- CONSIGNE 1
Réécris tout ce qui va de "La déclaration des" jusqu'à "pris en considération." dans le texte sur la déclaration des événements observés, en mettant "praticien" à la place de "vétérinaire".
- CONSIGNE 2
Continue le texte sur la déclaration des événements observés à partir de sa dernière phrase.

- TEXTE DU DOCUMENT
☆ ☆ ☆ ☆ ☆

La déclaration des événements observés peut se faire via le vétérinaire qui suit l’élevage directement par internet sur pharmacovigilance-anmv.anses.fr. L’éleveur peut aussi télécharger et remplir un formulaire à renvoyer au CPLV. Il peut aussi déclarer par téléphone (04 78 87 10 40) mais cet appel doit être suivi d’un retour par courrier de la fiche de déclaration envoyée par le CPVL. Il est important de remplir la déclaration de la façon la plus précise et détaillée possible, afin de permettre une exploitation optimale des données. S’ils sont disponibles, les examens de laboratoire, rapports d’autopsie, photos ou toute autre donnée pertinente doivent être joints au dossier, ainsi que les diagnostics différentiels plausibles pris en considération.

☆ ☆ ☆ ☆ ☆

- DONNÉES FOURNIES
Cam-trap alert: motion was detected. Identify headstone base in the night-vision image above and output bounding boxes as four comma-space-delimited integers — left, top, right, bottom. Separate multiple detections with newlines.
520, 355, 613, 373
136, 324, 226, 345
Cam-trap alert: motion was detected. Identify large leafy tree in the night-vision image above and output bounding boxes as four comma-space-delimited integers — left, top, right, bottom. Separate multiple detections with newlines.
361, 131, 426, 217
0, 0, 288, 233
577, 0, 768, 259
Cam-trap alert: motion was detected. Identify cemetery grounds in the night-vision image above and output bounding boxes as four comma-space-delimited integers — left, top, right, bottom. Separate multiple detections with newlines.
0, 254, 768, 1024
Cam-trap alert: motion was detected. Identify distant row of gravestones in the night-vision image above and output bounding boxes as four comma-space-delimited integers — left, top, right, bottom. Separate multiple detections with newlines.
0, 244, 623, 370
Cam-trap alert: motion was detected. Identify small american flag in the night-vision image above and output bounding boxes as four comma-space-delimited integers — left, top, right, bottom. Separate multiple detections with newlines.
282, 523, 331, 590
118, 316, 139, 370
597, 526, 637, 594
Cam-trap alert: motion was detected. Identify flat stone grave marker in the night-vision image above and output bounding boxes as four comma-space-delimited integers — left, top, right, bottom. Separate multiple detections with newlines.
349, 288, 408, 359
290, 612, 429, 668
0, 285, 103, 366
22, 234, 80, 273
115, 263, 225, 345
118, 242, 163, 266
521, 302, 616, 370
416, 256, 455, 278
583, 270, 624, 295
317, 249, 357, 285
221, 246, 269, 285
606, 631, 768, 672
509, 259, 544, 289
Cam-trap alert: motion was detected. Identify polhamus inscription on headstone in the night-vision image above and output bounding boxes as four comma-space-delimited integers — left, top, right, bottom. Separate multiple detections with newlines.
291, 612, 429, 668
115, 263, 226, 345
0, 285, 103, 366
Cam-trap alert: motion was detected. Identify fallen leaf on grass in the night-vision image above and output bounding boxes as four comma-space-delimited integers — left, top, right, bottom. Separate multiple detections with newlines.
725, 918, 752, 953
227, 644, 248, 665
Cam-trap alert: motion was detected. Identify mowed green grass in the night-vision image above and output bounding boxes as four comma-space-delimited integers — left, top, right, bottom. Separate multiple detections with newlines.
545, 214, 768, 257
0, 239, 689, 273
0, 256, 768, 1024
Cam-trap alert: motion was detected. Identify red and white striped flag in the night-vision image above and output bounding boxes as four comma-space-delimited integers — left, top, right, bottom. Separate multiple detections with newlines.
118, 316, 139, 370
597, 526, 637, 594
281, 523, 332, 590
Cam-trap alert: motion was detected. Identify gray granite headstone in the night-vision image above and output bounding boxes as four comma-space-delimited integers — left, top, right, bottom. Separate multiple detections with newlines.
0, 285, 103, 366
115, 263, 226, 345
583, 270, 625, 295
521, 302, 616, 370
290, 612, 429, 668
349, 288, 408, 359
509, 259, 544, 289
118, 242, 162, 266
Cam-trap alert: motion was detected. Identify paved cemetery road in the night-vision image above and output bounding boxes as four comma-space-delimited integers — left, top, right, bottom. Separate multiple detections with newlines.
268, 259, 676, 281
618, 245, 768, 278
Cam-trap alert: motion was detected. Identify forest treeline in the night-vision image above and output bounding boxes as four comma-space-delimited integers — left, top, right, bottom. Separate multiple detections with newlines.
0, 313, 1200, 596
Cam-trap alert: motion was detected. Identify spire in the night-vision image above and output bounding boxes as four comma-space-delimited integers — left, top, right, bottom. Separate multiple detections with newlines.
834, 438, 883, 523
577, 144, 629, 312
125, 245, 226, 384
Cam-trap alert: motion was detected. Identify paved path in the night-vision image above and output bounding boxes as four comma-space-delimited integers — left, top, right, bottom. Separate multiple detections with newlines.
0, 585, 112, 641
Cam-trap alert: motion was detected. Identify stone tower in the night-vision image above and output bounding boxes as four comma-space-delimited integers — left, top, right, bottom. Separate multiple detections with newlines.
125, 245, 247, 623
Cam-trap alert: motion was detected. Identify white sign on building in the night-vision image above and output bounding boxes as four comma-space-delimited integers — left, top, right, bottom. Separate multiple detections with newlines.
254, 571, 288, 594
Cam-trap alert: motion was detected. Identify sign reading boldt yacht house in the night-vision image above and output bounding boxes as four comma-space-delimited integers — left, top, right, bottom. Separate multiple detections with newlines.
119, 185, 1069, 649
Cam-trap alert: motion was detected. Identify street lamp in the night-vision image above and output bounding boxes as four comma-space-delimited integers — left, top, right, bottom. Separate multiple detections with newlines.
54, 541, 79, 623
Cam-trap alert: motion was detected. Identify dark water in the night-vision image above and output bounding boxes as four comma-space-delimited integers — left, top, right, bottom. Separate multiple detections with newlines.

☆ ☆ ☆ ☆ ☆

- RÉPONSE FINALE 1
La déclaration des événements observés peut se faire via le praticien qui suit l’élevage directement par internet sur pharmacovigilance-anmv.anses.fr. L’éleveur peut aussi télécharger et remplir un formulaire à renvoyer au CPLV. Il peut aussi déclarer par téléphone (04 78 87 10 40) mais cet appel doit être suivi d’un retour par courrier de la fiche de déclaration envoyée par le CPVL. Il est important de remplir la déclaration de la façon la plus précise et détaillée possible, afin de permettre une exploitation optimale des données. S’ils sont disponibles, les examens de laboratoire, rapports d’autopsie, photos ou toute autre donnée pertinente doivent être joints au dossier, ainsi que les diagnostics différentiels plausibles pris en considération.

- RÉPONSE FINALE 2
La pharmacovigilance vétérinaire surveille les médicaments commercialisés
La surveillance continue des risques et des bénéfices des médicaments commercialisés est réalisée grâce au système de pharmacovigilance, contribuant ainsi à l’amélioration constante de la connaissance de ces médicaments. L’objectif de la pharmacovigilance est de pouvoir détecter le plus rapidement possible tout signal émergent, qu’il s’agisse d’un effet indésirable inattendu, ou bien attendu mais dont la fréquence ou la gravité est inattendue, et de prendre ensuite les mesures adéquates de gestion du risque (modification de l’autorisation du médicament, suspension…) Des analyses et des investigations plus poussées sont généralement nécessaires pour établir le rôle précis du médicament dans la survenue de cet effet.